> [Supplied passage]:
##########

Public | Automated Build

Last pushed: 2 years ago
Short Description
Short description is empty for this repo.
Full Description

FAIL* - FAult Injection Leveraged

FAIL* is a fault-injection (FI) framework that provides support for
detailed fault-injection campaigns. It provides carefully-chosen
abstractions simplifying both the implementation of different
simulator/hardware target backends and the reuse of experiment code,
while retaining the ability for deep target-state access for
specialized FI experiments.

The FI experiments are expressed with C++ and programmed against the
FAIL* API which provides full access to the internal state of the
system-under-test. Currently, several hardware/simulator based
backends are available:

  • Bochs: Bochs is an x86
    simulator. FAIL* can run and inject bare-metal system images. This
    backend is the most mature and well tested one for undertaking large
    fault-injection campaigns with several millions of injected faults.

  • Gem5: Gem5 is a simulator for the ARM
    platform, which is supported by FAIL. For Gem5, FAIL supports the
    simulation of the Panda Board, which contains an ARM A9 core.

  • OpenOCD: The OpenOCD project provides a
    unified debugging interface for real embedded ARM platforms. FAIL
    uses this interface to inject faults onto a real hardware
    platform. Several techniques, like SmartHopping, were developed to
    make campaigns with real hardware faster and more feasible.

  • Support for other platforms were developed, but are not as mature as
    the other backends: The Trace32 simulator backend for TriCore; An
    x86 backend using QEMU.

During the FI experiment, FAIL provides an interface for triggering
actions on certain instructions, instruction ranges, memory
reads/writes, interrupts, IO operations and timer events. As well the
state of the registers as the main memory of the system-under-test can
be manipulated.

Building FAIL*

Since FAIL* is a complex research project with many dependencies,
which are listed in doc/how-to-build.txt, we provide several
Docker.io images that contain all
requirements to build and run a FI campaign with FAIL. After
installing and starting docker on your system, you have to type in the
root directory of the git archive:

cd scripts/docker; make

As a result, you get three docker images:

  • fail-base: The docker image contains all requirements to build
    FAIL*. This docker image is built on top of ubuntu 14.10 and
    provides access via SSH (User: fail; Password: fail).

  • fail-generic-tracing: Upon the fail-base image, this images
    provides the tooling to generate golden-run traces of the
    system-under-test. These traces contain all instruction pointer and
    memory events of the golden run. The FAIL toolchain can record,
    show, and import those traces to an MySQL database.

##########

> [Required task A]:
From the FAIL* framework description, quote the passage starting at "Last pushed: 2" and ending at "specialized FI experiments.".
> [Required task B]:
According to the FAIL* framework description, which Ubuntu release is the fail-base image built on?
> [Required task C]:
Carry on the FAIL* framework description from the point where it stops.

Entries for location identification

##########

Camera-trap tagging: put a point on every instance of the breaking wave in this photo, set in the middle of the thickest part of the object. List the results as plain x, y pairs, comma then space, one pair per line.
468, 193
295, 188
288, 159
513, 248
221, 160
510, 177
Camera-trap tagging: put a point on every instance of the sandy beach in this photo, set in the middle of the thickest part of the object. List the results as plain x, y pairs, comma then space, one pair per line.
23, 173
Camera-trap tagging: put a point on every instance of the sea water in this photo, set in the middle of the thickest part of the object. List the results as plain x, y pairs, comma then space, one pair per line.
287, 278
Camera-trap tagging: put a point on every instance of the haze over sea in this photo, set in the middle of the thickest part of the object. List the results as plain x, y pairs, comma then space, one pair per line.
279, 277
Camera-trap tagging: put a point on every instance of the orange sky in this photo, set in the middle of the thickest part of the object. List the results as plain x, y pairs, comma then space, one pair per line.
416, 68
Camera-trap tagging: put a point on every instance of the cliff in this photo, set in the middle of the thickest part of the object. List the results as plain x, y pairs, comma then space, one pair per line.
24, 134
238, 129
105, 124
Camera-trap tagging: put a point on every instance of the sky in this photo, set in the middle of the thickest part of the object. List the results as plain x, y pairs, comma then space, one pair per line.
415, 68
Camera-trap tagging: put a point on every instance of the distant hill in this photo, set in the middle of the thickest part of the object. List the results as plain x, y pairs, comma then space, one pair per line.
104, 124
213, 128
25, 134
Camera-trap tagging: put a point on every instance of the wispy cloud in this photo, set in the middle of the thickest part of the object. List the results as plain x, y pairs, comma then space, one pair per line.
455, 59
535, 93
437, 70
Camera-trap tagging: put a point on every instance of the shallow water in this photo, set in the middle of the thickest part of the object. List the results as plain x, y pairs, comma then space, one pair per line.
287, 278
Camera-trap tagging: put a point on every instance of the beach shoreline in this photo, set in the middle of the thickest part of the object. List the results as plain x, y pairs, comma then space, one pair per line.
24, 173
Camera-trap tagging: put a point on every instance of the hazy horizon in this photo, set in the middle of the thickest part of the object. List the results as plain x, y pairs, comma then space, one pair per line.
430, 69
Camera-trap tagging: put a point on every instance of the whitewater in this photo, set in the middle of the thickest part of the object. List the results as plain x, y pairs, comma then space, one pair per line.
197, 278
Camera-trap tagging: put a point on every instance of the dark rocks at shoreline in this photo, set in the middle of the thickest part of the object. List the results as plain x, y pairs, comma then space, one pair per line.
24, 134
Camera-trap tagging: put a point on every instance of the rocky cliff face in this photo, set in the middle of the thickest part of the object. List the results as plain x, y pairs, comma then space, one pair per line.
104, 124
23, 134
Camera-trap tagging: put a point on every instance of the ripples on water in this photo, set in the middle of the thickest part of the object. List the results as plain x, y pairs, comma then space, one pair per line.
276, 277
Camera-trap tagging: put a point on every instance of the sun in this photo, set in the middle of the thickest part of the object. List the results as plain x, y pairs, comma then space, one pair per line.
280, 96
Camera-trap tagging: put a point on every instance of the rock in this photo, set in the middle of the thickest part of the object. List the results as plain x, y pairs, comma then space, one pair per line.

##########

> [Final answer A]:
Last pushed: 2 years ago
Short Description
Short description is empty for this repo.
Full Description

FAIL* - FAult Injection Leveraged

FAIL* is a fault-injection (FI) framework that provides support for
detailed fault-injection campaigns. It provides carefully-chosen
abstractions simplifying both the implementation of different
simulator/hardware target backends and the reuse of experiment code,
while retaining the ability for deep target-state access for
specialized FI experiments.

> [Final answer B]:
Ubuntu 14.10

> [Final answer C]:
  • fail-demo: This image contains as well an generic FAIL
    experiment, a simple system-under-test, and scripts to run an first
    FI campaign within less than 20 minutes. This image has to be
    connected to a MySQL docker image.

Using FAIL*

After building the docker images, you can run the FAIL demonstration
image by typing:

cd scripts/docker
docker pull mysql
make run-fail-db
make run-fail-demo
make ssh-fail-demo

The last command starts a SSH connection to the demonstration
system. Username, as well as password is 'fail'. In the default
configuration, no SSH port is exposed to your normal network
interface. After the connection, you should start in the
~/fail-targets directory, which contains a clone of
https://github.com/danceos/fail-targets.

The demo system-under test is built and traced with:

make
make trace-main

The golden run is traced with:

make import-main

The fault injection itself is separated into a server process and many
injection workers. Both can be started at once with:

make server-main &
make client-main

The results can be displayed on the console or with an browser-based
viewer. By default, port 5000 is exposed to the machine running the
docker instance.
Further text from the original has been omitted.